WHAT NEEDS TO BE DONE ▸ Within the records below, find each line that holds the string "train", then copy it.

RECORDS SUPPLIED ▸
━━━

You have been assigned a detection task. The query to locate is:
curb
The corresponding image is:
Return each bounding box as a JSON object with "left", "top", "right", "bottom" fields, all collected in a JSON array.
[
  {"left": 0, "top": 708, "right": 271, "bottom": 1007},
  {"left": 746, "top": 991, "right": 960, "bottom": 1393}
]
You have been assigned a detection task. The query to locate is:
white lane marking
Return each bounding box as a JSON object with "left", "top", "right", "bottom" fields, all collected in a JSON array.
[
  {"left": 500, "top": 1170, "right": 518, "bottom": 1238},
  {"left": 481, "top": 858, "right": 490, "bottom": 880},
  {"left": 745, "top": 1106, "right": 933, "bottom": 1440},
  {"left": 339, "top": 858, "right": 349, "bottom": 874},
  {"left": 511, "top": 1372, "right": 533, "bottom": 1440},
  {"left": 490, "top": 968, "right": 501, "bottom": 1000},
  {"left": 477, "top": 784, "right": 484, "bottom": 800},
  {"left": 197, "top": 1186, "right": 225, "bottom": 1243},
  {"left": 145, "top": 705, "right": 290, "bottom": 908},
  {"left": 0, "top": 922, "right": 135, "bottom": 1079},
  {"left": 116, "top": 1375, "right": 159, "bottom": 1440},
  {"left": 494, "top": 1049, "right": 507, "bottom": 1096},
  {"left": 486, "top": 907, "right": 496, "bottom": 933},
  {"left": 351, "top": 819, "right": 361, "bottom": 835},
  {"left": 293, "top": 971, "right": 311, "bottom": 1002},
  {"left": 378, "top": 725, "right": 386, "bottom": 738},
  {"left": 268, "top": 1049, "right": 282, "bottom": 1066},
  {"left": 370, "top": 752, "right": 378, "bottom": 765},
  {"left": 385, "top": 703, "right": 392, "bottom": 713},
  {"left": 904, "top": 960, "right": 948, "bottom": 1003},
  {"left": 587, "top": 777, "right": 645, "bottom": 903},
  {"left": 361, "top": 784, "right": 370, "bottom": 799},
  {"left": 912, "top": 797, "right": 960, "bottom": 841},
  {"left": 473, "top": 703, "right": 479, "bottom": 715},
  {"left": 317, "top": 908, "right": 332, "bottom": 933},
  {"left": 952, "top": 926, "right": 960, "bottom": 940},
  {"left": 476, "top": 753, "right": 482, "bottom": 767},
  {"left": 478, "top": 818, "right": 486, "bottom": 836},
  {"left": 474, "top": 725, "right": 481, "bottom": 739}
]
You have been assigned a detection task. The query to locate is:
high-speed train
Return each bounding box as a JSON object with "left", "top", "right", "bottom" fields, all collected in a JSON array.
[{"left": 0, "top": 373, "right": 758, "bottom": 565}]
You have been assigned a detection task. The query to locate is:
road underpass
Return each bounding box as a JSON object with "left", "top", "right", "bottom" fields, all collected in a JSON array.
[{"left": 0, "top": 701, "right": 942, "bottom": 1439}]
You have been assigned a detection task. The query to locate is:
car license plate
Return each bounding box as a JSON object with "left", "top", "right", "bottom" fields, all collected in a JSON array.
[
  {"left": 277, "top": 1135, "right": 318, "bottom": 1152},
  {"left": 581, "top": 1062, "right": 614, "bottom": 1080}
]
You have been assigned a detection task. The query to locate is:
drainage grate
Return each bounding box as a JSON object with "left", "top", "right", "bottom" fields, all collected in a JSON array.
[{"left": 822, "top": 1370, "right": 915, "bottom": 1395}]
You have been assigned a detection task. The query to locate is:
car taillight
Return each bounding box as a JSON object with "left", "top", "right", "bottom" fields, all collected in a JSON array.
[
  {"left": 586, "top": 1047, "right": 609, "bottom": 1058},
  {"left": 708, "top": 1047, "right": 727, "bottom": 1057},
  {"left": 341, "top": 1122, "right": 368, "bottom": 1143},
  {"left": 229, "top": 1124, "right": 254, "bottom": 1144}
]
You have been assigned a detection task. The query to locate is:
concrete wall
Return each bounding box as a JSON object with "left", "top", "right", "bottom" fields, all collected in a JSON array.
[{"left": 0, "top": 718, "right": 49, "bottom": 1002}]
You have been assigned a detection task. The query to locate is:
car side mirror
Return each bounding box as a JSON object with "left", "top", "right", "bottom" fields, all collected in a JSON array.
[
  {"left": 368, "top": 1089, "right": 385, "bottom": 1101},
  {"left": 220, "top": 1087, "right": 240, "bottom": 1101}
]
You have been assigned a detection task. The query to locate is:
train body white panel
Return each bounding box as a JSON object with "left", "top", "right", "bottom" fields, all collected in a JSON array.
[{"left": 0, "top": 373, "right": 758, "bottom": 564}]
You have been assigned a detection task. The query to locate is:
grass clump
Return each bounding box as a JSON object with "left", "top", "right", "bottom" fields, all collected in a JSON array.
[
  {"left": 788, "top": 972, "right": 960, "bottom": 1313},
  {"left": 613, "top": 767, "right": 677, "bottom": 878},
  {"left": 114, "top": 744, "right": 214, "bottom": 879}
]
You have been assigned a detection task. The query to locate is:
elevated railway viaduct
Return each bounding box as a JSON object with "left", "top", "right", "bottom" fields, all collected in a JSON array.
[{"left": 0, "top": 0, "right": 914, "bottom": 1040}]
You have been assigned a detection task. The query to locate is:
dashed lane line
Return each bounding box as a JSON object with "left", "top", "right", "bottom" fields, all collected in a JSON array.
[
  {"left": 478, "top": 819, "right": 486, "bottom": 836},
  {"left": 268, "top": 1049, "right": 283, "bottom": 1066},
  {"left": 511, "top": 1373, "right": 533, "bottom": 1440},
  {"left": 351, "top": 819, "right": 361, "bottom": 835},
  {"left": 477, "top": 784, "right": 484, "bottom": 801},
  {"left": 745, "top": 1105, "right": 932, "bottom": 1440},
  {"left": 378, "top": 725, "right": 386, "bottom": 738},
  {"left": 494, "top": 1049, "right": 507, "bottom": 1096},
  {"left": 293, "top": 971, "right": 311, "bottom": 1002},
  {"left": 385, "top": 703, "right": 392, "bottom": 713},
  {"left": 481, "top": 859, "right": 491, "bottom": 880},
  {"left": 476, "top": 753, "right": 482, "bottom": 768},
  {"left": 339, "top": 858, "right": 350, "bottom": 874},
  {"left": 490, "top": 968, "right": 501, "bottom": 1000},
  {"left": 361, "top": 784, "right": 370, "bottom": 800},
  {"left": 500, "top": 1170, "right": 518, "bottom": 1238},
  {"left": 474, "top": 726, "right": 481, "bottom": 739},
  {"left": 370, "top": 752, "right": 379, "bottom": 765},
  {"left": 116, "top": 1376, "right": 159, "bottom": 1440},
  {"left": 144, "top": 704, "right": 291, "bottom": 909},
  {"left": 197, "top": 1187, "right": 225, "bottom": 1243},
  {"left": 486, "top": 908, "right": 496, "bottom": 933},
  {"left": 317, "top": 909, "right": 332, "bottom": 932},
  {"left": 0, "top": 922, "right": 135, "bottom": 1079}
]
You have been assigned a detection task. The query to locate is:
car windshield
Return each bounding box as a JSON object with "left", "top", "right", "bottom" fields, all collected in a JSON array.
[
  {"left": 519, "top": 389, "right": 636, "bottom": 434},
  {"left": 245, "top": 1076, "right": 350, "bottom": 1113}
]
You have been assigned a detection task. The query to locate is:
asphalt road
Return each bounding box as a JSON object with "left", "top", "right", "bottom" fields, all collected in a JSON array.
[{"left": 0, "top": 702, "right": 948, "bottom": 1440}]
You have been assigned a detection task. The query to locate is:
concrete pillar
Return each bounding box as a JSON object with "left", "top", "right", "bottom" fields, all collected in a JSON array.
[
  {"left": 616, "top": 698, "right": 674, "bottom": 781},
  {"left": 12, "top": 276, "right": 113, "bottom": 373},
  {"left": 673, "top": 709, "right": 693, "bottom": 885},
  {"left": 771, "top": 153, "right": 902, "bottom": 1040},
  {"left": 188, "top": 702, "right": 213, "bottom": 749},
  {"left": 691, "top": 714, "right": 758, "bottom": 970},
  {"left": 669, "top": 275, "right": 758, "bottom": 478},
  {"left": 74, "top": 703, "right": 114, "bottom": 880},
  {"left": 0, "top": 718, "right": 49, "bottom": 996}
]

━━━

EXERCISE RESPONSE ▸
high-speed train
train body white panel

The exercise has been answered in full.